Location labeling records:

++++

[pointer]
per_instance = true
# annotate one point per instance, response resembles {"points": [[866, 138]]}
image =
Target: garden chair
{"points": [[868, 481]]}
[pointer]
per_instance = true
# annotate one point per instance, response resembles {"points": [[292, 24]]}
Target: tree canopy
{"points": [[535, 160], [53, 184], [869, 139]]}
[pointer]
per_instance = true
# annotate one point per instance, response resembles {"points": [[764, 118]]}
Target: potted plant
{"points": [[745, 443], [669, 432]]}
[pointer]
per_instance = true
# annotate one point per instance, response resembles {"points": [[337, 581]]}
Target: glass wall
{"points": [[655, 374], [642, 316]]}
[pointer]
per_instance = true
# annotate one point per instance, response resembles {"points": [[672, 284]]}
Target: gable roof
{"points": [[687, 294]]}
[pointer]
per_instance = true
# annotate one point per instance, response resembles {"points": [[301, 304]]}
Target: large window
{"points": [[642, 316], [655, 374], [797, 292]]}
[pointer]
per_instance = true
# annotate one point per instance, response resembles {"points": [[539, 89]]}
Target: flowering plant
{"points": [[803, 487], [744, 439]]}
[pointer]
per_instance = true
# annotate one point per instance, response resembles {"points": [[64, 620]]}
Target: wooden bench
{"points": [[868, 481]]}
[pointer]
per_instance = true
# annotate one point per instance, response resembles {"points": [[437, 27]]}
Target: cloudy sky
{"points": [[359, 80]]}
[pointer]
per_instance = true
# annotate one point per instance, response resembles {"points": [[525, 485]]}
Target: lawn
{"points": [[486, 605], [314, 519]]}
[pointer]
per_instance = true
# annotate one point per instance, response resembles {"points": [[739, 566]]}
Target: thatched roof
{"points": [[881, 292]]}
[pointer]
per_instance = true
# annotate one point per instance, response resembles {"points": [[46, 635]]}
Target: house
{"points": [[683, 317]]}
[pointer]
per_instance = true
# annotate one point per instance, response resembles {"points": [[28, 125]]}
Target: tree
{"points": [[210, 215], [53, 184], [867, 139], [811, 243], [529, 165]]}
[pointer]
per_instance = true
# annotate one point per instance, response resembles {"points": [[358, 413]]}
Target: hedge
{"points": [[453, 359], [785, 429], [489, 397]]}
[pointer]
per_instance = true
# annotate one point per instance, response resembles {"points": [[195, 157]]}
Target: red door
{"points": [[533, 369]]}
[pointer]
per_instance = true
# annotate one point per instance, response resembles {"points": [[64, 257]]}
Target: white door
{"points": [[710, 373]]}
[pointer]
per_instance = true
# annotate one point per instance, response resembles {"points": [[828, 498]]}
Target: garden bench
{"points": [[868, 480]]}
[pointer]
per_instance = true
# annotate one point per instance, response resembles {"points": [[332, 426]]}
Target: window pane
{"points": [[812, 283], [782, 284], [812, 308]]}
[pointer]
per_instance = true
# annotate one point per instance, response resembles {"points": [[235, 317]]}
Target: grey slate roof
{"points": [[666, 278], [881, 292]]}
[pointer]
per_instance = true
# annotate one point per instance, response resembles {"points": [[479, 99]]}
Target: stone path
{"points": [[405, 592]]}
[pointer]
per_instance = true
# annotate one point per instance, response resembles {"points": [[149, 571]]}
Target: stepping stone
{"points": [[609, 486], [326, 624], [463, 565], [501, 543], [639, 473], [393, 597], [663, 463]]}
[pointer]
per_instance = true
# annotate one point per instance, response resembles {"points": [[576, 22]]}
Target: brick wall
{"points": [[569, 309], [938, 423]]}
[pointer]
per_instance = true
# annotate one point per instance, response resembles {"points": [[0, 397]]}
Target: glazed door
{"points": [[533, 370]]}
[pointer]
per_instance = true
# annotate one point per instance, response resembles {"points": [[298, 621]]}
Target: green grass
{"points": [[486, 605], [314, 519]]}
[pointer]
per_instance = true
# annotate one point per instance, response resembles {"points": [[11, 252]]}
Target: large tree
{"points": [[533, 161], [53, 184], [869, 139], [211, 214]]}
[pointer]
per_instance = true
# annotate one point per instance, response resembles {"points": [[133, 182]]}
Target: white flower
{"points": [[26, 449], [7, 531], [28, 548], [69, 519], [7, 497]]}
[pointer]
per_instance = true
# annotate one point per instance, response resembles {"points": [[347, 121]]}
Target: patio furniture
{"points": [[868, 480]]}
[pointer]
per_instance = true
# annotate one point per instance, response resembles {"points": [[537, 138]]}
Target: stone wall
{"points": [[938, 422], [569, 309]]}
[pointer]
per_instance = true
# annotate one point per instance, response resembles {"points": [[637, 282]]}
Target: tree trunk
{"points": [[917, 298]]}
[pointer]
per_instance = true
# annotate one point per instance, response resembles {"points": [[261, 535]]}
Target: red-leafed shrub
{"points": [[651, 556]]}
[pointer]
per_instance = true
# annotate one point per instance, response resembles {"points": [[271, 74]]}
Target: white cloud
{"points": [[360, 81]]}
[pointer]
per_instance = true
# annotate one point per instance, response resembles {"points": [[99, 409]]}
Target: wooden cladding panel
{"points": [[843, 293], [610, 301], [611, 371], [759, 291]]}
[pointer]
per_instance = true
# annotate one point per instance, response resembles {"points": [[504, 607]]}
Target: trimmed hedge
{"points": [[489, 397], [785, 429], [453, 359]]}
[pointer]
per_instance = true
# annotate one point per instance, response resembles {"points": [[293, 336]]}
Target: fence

++++

◆ **Task description**
Go through the records above and set each one down exactly, please.

◆ **Reply to the exercise**
[pointer]
per_instance = true
# annotate one point per instance, response resembles {"points": [[866, 138]]}
image =
Target: garden chair
{"points": [[868, 481]]}
[pointer]
per_instance = true
# annotate one point per instance, response resembles {"points": [[292, 24]]}
Target: tree canopy
{"points": [[535, 160], [53, 184], [869, 139]]}
[pointer]
per_instance = true
# annotate one point per instance, response resembles {"points": [[764, 118]]}
Target: potted plant
{"points": [[745, 443], [669, 432]]}
[pointer]
per_instance = true
# annotate one point per instance, response resembles {"points": [[337, 581]]}
Target: glass wall
{"points": [[655, 374], [642, 316]]}
[pointer]
per_instance = true
# annotate one point per instance, response resembles {"points": [[672, 284]]}
Target: gable roof
{"points": [[687, 294]]}
[pointer]
per_instance = true
# annotate one point per instance, response resembles {"points": [[301, 304]]}
Target: large window
{"points": [[642, 316], [655, 374], [797, 292]]}
[pointer]
per_instance = true
# annotate one point per instance, response resembles {"points": [[539, 89]]}
Target: flowering plant
{"points": [[803, 487], [744, 439]]}
[pointer]
per_instance = true
# annotate one point per instance, response resembles {"points": [[64, 620]]}
Target: wooden bench
{"points": [[868, 481]]}
[pointer]
per_instance = true
# annotate one point per instance, response resembles {"points": [[437, 27]]}
Target: cloudy sky
{"points": [[359, 80]]}
[pointer]
per_instance = true
# annotate one point per instance, response resembles {"points": [[525, 485]]}
Target: lawn
{"points": [[486, 605], [314, 519]]}
[pointer]
per_instance = true
# annotate one point per instance, response resembles {"points": [[739, 566]]}
Target: thatched roof
{"points": [[881, 292]]}
[pointer]
per_instance = true
# annotate one point per instance, response resembles {"points": [[46, 635]]}
Target: house
{"points": [[683, 317]]}
[pointer]
per_instance = true
# annotate one point per instance, response resembles {"points": [[28, 125]]}
Target: tree
{"points": [[210, 215], [53, 184], [867, 139], [811, 243], [529, 165]]}
[pointer]
per_instance = true
# annotate one point per instance, response resembles {"points": [[358, 413]]}
Target: hedge
{"points": [[453, 359], [785, 429], [489, 397]]}
[pointer]
per_instance = true
# annotate one point per instance, response resembles {"points": [[195, 157]]}
Target: red door
{"points": [[533, 369]]}
[pointer]
per_instance = true
# annotate one point per instance, response resembles {"points": [[64, 257]]}
Target: white door
{"points": [[710, 373]]}
[pointer]
per_instance = true
# annotate one point per instance, response resembles {"points": [[828, 498]]}
Target: garden bench
{"points": [[868, 480]]}
[pointer]
per_instance = true
# annotate one point per instance, response resembles {"points": [[332, 426]]}
Target: window pane
{"points": [[812, 283], [782, 284], [812, 308]]}
[pointer]
per_instance = true
# annotate one point per instance, response resembles {"points": [[235, 317]]}
Target: grey slate roof
{"points": [[666, 278], [881, 292]]}
[pointer]
per_instance = true
# annotate one point per instance, response resembles {"points": [[479, 99]]}
Target: stone path
{"points": [[405, 592]]}
[pointer]
per_instance = true
# annotate one point per instance, response resembles {"points": [[149, 571]]}
Target: stepping stone
{"points": [[609, 486], [326, 624], [463, 565], [501, 543], [639, 473], [393, 597], [663, 463]]}
[pointer]
per_instance = true
# annotate one point per instance, response resembles {"points": [[576, 22]]}
Target: brick wall
{"points": [[569, 309], [938, 423]]}
[pointer]
per_instance = true
# annotate one point per instance, response resembles {"points": [[0, 397]]}
Target: glazed door
{"points": [[533, 370]]}
[pointer]
per_instance = true
# annotate one point per instance, response resembles {"points": [[298, 621]]}
Target: green grass
{"points": [[486, 605], [314, 519]]}
[pointer]
per_instance = true
# annotate one point per instance, response resembles {"points": [[11, 252]]}
Target: large tree
{"points": [[533, 161], [53, 184], [869, 139], [211, 214]]}
[pointer]
per_instance = true
# annotate one point per instance, response resembles {"points": [[133, 182]]}
Target: white flower
{"points": [[26, 449], [7, 531], [28, 548], [69, 519], [7, 497]]}
[pointer]
per_instance = true
# annotate one point per instance, response resembles {"points": [[347, 121]]}
Target: patio furniture
{"points": [[868, 480]]}
[pointer]
per_instance = true
# annotate one point per instance, response resembles {"points": [[537, 138]]}
Target: stone wall
{"points": [[938, 422], [569, 309]]}
[pointer]
per_instance = true
# annotate one point per instance, response resembles {"points": [[637, 282]]}
Target: tree trunk
{"points": [[917, 298]]}
[pointer]
per_instance = true
# annotate one point per instance, response resembles {"points": [[261, 535]]}
Target: red-leafed shrub
{"points": [[651, 556]]}
[pointer]
per_instance = true
# annotate one point per instance, response resembles {"points": [[271, 74]]}
Target: white cloud
{"points": [[360, 81]]}
[pointer]
per_instance = true
# annotate one point per instance, response resembles {"points": [[99, 409]]}
Target: wooden cladding panel
{"points": [[843, 293], [610, 301], [611, 371], [759, 291]]}
[pointer]
per_instance = true
# annotate one point per instance, response resembles {"points": [[504, 607]]}
Target: trimmed hedge
{"points": [[489, 397], [785, 429], [453, 359]]}
[pointer]
per_instance = true
# annotate one point per instance, response resembles {"points": [[293, 336]]}
Target: fence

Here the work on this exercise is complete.